- _THE EXERCISE_: Restate the entries below word for word, omitting nothing.

----------

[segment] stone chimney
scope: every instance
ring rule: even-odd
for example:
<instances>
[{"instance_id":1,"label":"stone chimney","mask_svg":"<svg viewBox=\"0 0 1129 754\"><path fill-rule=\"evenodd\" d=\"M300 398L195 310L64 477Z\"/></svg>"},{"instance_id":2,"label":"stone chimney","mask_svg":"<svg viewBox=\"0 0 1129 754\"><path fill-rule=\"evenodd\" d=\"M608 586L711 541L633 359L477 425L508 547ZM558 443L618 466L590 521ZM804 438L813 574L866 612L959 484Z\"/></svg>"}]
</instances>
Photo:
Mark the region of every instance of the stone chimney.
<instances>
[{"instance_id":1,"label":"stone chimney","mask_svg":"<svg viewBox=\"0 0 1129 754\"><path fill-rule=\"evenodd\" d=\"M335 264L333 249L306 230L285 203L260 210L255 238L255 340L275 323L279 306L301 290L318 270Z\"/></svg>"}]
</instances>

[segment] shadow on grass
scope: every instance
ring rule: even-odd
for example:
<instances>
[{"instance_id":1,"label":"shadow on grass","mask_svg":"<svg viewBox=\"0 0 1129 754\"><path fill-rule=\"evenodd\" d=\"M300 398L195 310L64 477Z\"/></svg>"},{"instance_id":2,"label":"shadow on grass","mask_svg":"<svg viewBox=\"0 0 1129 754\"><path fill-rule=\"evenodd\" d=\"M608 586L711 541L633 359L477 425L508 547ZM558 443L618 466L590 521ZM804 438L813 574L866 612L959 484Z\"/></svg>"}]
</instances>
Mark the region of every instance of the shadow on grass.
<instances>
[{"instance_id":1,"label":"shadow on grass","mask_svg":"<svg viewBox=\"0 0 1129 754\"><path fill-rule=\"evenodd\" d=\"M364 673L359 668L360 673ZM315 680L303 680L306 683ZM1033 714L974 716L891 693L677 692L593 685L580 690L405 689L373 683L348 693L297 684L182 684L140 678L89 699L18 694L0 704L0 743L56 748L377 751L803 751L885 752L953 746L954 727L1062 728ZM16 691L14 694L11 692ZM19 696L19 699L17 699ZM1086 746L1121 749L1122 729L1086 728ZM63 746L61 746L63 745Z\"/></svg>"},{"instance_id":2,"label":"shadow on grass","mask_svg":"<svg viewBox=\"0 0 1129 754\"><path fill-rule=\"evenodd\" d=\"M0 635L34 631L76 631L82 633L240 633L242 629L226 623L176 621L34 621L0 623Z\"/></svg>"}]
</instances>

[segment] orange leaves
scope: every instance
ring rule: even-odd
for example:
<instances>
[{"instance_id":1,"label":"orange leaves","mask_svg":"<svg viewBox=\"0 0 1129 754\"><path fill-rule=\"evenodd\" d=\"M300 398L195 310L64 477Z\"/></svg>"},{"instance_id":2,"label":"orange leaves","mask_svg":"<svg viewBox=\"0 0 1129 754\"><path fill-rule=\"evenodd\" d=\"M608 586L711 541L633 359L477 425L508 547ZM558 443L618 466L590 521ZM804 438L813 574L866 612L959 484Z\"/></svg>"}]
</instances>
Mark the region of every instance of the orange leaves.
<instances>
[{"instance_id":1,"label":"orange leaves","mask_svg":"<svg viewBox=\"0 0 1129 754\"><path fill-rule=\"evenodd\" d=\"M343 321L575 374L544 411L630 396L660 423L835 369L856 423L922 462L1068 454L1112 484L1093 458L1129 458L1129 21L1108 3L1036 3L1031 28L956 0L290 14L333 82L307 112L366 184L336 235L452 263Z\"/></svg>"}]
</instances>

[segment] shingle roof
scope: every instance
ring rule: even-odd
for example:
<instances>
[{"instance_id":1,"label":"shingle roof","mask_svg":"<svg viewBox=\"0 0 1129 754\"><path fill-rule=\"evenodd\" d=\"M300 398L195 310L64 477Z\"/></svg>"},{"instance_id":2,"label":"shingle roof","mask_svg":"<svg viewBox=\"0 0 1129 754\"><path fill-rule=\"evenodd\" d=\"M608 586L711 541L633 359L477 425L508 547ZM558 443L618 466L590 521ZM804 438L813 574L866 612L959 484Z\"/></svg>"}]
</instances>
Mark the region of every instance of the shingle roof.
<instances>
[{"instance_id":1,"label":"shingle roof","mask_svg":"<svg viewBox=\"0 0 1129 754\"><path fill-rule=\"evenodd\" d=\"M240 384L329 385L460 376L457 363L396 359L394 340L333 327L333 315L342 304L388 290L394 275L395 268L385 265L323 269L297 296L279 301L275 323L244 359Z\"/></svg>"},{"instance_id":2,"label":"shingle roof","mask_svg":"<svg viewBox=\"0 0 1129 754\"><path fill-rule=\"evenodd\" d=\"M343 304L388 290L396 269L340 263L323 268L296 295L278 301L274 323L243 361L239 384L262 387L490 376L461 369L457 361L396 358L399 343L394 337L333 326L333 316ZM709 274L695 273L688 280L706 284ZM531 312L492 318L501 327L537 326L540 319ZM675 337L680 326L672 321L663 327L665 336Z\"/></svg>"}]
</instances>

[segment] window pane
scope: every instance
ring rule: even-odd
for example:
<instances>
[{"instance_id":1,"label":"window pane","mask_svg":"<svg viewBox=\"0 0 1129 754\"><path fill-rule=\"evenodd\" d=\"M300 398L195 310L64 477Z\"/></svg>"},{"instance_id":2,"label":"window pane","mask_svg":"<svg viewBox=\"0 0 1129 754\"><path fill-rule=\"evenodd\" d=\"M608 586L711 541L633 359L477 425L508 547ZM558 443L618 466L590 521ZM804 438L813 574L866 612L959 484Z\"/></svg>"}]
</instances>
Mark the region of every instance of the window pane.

----------

- _THE RESULT_:
[segment] stone chimney
scope: every instance
ring rule: even-odd
for example:
<instances>
[{"instance_id":1,"label":"stone chimney","mask_svg":"<svg viewBox=\"0 0 1129 754\"><path fill-rule=\"evenodd\" d=\"M300 398L195 310L64 477Z\"/></svg>"},{"instance_id":2,"label":"stone chimney","mask_svg":"<svg viewBox=\"0 0 1129 754\"><path fill-rule=\"evenodd\" d=\"M608 586L711 541L633 359L477 425L508 547ZM558 443L618 466L590 521ZM804 438L813 574L866 612L959 484Z\"/></svg>"}]
</instances>
Photo:
Mark the region of every instance of the stone chimney.
<instances>
[{"instance_id":1,"label":"stone chimney","mask_svg":"<svg viewBox=\"0 0 1129 754\"><path fill-rule=\"evenodd\" d=\"M335 264L333 249L306 230L285 203L260 210L255 238L255 340L275 323L279 306L301 290L318 270Z\"/></svg>"}]
</instances>

[segment] shadow on grass
scope: every instance
ring rule: even-odd
for example:
<instances>
[{"instance_id":1,"label":"shadow on grass","mask_svg":"<svg viewBox=\"0 0 1129 754\"><path fill-rule=\"evenodd\" d=\"M300 398L195 310L64 477Z\"/></svg>"},{"instance_id":2,"label":"shadow on grass","mask_svg":"<svg viewBox=\"0 0 1129 754\"><path fill-rule=\"evenodd\" d=\"M608 586L711 541L633 359L477 425L508 547ZM558 443L618 466L590 521ZM804 438L813 574L866 612L959 484Z\"/></svg>"}]
</instances>
Mark the region of every instance of the shadow on grass.
<instances>
[{"instance_id":1,"label":"shadow on grass","mask_svg":"<svg viewBox=\"0 0 1129 754\"><path fill-rule=\"evenodd\" d=\"M364 673L359 668L360 673ZM315 680L303 680L306 683ZM1033 714L974 716L891 693L677 692L593 685L580 690L405 689L373 683L348 693L297 684L182 684L140 678L89 699L18 694L0 704L0 743L56 748L377 751L803 751L885 752L953 746L954 727L1062 728ZM16 691L14 694L11 692ZM19 696L19 699L17 699ZM1086 746L1121 749L1122 729L1086 728ZM63 746L61 746L63 745Z\"/></svg>"},{"instance_id":2,"label":"shadow on grass","mask_svg":"<svg viewBox=\"0 0 1129 754\"><path fill-rule=\"evenodd\" d=\"M0 635L34 631L76 631L82 633L240 633L242 629L226 623L176 621L34 621L0 623Z\"/></svg>"}]
</instances>

[segment] orange leaves
scope: every instance
ring rule: even-odd
for example:
<instances>
[{"instance_id":1,"label":"orange leaves","mask_svg":"<svg viewBox=\"0 0 1129 754\"><path fill-rule=\"evenodd\" d=\"M300 398L195 310L64 477Z\"/></svg>"},{"instance_id":2,"label":"orange leaves","mask_svg":"<svg viewBox=\"0 0 1129 754\"><path fill-rule=\"evenodd\" d=\"M608 586L711 541L633 359L477 425L508 547ZM558 443L618 466L590 521ZM804 438L813 574L866 612L959 484Z\"/></svg>"}]
</instances>
Mark the region of every instance of the orange leaves.
<instances>
[{"instance_id":1,"label":"orange leaves","mask_svg":"<svg viewBox=\"0 0 1129 754\"><path fill-rule=\"evenodd\" d=\"M343 321L575 374L544 411L630 396L660 423L835 369L856 423L922 462L1068 454L1112 484L1093 458L1129 458L1129 21L1108 3L1036 3L1031 28L956 0L290 14L333 82L307 112L366 184L336 235L452 263Z\"/></svg>"}]
</instances>

[segment] shingle roof
scope: every instance
ring rule: even-odd
for example:
<instances>
[{"instance_id":1,"label":"shingle roof","mask_svg":"<svg viewBox=\"0 0 1129 754\"><path fill-rule=\"evenodd\" d=\"M300 398L195 310L64 477Z\"/></svg>"},{"instance_id":2,"label":"shingle roof","mask_svg":"<svg viewBox=\"0 0 1129 754\"><path fill-rule=\"evenodd\" d=\"M608 586L711 541L633 359L477 425L508 547ZM558 443L618 466L590 521ZM804 438L813 574L866 612L959 484Z\"/></svg>"}]
</instances>
Mark the region of every instance of the shingle roof.
<instances>
[{"instance_id":1,"label":"shingle roof","mask_svg":"<svg viewBox=\"0 0 1129 754\"><path fill-rule=\"evenodd\" d=\"M240 384L329 385L460 376L457 363L396 359L394 340L333 327L333 315L342 304L388 290L394 275L395 268L385 265L323 269L297 296L279 301L275 323L244 359Z\"/></svg>"},{"instance_id":2,"label":"shingle roof","mask_svg":"<svg viewBox=\"0 0 1129 754\"><path fill-rule=\"evenodd\" d=\"M343 304L388 290L396 269L340 263L323 268L296 295L278 301L274 323L243 361L239 384L262 387L490 376L461 369L457 361L396 358L399 343L394 337L333 326L333 316ZM709 274L695 273L688 280L706 284ZM531 312L492 318L501 327L537 326L540 319ZM675 337L680 326L672 321L663 327L665 336Z\"/></svg>"}]
</instances>

[segment] window pane
scope: every instance
ring rule: even-odd
for example:
<instances>
[{"instance_id":1,"label":"window pane","mask_svg":"<svg viewBox=\"0 0 1129 754\"><path fill-rule=\"evenodd\" d=\"M300 398L195 310L64 477Z\"/></svg>"},{"instance_id":2,"label":"window pane","mask_svg":"<svg viewBox=\"0 0 1129 754\"><path fill-rule=\"evenodd\" d=\"M608 586L711 541L633 359L477 425L508 547ZM558 443L618 466L590 521ZM804 438L813 574L866 612L959 484Z\"/></svg>"}]
</instances>
Mark the region of every instance of the window pane.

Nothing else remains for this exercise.